__Written instruction 1__
Please write out the interview excerpt about the Beck Center and BW partnership in full, word for word.

Spence: This partnership gives us a greater opportunity to seek out those shows that have appeal to younger audiences and require a cast of younger actors. Every theater has an obligation to its older subscriber base, but it must also vary its product in order to invest in tomorrow’s audiences.

Bussert: Remember, these are college students who all have choir commitments up to their junior year, a full academic and performance skills course load, workshops and workouts at ballet boot camp, auditions and rehearsals for other projects.   

Spence: Once we were able to work out a scheduling formula, this partnership has been nothing but fantastic.

Bussert:  The 20-minute drive from Berea gives the students’ brains time to shift into “I’m leaving as a student and arriving as a professional.” And their experience at Beck – the shorter rehearsal time on stage and the longer production schedule, the working with professionals who do not operate the same way their teachers do, the audiences who are paying customers and not just supportive colleagues – offers valuable insight into the life of a working professional actor.

Spence: Just recently, I went to Columbus to do a Congressional tour and meet with the Ohio Arts Council. The council had taken notice of this partnership between the Beck Center and BW, to the point where it said it wanted to work with us to not only form a statewide model for academic and professional collaborations but a national model as well. We are pretty jazzed about this.

__Given records__
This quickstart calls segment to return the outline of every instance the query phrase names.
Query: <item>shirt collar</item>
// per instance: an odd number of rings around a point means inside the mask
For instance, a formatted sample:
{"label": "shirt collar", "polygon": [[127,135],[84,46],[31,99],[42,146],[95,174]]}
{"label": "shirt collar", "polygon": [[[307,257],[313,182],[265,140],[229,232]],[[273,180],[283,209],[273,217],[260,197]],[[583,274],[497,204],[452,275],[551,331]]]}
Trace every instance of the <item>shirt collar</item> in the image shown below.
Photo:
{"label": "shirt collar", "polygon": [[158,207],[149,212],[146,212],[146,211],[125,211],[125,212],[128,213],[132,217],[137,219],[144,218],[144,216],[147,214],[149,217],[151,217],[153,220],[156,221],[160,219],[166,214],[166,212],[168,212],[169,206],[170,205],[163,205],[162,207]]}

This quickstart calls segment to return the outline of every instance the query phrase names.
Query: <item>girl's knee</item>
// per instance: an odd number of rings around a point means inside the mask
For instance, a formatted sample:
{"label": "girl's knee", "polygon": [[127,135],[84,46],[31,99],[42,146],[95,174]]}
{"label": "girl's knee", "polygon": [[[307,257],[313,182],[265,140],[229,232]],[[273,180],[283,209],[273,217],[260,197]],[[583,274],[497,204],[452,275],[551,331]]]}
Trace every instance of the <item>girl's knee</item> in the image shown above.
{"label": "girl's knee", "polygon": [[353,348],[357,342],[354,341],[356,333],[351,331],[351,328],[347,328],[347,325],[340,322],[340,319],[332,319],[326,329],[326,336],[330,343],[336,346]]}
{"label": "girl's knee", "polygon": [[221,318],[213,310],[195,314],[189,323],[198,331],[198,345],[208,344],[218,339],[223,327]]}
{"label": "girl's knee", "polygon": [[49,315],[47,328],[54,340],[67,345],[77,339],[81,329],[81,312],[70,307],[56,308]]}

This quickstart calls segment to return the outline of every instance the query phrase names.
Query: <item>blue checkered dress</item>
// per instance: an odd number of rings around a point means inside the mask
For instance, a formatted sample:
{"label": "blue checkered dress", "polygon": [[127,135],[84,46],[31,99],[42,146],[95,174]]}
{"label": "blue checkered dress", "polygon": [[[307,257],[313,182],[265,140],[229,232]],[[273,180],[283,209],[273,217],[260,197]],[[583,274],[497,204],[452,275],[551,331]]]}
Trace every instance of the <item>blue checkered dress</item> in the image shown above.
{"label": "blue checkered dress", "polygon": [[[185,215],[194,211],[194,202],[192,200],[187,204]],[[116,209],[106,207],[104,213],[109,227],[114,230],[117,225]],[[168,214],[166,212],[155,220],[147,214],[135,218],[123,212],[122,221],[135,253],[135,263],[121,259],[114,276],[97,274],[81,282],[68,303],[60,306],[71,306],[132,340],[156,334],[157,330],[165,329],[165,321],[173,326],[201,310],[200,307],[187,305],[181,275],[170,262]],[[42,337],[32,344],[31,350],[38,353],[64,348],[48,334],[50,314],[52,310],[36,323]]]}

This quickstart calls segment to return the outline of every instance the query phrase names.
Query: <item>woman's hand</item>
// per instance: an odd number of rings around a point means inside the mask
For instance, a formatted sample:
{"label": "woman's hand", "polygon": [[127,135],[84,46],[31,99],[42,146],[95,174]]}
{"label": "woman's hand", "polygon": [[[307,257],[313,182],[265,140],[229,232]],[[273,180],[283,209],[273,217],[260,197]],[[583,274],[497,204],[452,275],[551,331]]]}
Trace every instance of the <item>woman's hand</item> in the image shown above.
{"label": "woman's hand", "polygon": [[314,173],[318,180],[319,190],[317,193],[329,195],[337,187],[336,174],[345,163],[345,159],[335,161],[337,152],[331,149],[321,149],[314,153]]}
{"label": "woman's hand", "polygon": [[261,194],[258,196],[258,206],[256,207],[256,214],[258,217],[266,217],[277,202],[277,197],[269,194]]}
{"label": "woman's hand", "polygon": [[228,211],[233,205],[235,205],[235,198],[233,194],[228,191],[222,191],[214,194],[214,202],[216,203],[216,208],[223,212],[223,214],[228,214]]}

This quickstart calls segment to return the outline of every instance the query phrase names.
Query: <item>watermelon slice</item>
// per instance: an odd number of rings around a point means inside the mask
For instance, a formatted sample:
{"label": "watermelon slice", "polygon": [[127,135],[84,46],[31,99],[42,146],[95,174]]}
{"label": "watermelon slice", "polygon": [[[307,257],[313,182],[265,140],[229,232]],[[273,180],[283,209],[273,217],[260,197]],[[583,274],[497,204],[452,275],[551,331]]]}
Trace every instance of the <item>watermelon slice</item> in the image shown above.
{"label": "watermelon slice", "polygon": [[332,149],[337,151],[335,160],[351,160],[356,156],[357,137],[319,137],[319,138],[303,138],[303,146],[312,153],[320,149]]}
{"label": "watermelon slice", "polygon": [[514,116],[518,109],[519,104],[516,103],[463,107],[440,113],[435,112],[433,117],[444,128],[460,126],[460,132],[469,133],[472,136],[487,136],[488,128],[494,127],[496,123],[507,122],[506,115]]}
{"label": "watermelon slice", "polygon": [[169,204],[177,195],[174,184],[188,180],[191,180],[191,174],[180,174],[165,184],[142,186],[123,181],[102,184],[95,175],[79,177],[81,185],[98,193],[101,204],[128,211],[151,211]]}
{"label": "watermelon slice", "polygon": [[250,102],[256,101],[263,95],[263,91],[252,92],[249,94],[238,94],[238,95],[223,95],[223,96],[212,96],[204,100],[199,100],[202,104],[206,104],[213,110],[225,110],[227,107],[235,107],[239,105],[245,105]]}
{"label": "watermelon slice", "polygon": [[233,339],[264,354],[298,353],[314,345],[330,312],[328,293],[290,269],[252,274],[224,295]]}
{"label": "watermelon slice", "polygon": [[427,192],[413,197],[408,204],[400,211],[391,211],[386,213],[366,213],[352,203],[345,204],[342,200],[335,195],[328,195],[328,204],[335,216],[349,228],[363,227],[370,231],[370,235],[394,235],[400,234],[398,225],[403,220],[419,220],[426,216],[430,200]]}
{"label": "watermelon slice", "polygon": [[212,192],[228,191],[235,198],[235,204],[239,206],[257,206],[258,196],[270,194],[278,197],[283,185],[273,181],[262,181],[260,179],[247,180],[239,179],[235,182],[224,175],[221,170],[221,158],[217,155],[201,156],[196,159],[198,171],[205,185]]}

__Written instruction 2__
Show every line of the records that contains the string "knee", treating uppercase and lowercase as different.

__Complete output 1__
Spence: This partnership gives us a greater opportunity to seek out those shows that have appeal to younger audiences and require a cast of younger actors. Every theater has an obligation to its older subscriber base, but it must also vary its product in order to invest in tomorrow’s audiences.

Bussert: Remember, these are college students who all have choir commitments up to their junior year, a full academic and performance skills course load, workshops and workouts at ballet boot camp, auditions and rehearsals for other projects.   

Spence: Once we were able to work out a scheduling formula, this partnership has been nothing but fantastic.

Bussert:  The 20-minute drive from Berea gives the students’ brains time to shift into “I’m leaving as a student and arriving as a professional.” And their experience at Beck – the shorter rehearsal time on stage and the longer production schedule, the working with professionals who do not operate the same way their teachers do, the audiences who are paying customers and not just supportive colleagues – offers valuable insight into the life of a working professional actor.

Spence: Just recently, I went to Columbus to do a Congressional tour and meet with the Ohio Arts Council. The council had taken notice of this partnership between the Beck Center and BW, to the point where it said it wanted to work with us to not only form a statewide model for academic and professional collaborations but a national model as well. We are pretty jazzed about this.

__Complete output 2__
Query: <item>girl's knee</item>
{"label": "girl's knee", "polygon": [[127,135],[84,46],[31,99],[42,146],[95,174]]}
{"label": "girl's knee", "polygon": [[[307,257],[313,182],[265,140],[229,232]],[[273,180],[283,209],[273,217],[260,197]],[[583,274],[497,204],[452,275],[551,331]]]}
Trace every instance of the <item>girl's knee</item> in the image shown above.
{"label": "girl's knee", "polygon": [[353,348],[357,342],[354,341],[356,333],[351,331],[351,328],[347,328],[347,325],[340,322],[340,319],[332,319],[326,329],[326,336],[330,343],[336,346]]}
{"label": "girl's knee", "polygon": [[221,318],[213,310],[195,314],[189,323],[198,331],[198,345],[208,344],[218,339],[223,327]]}
{"label": "girl's knee", "polygon": [[49,315],[47,328],[54,340],[67,345],[77,339],[81,329],[81,312],[70,307],[56,308]]}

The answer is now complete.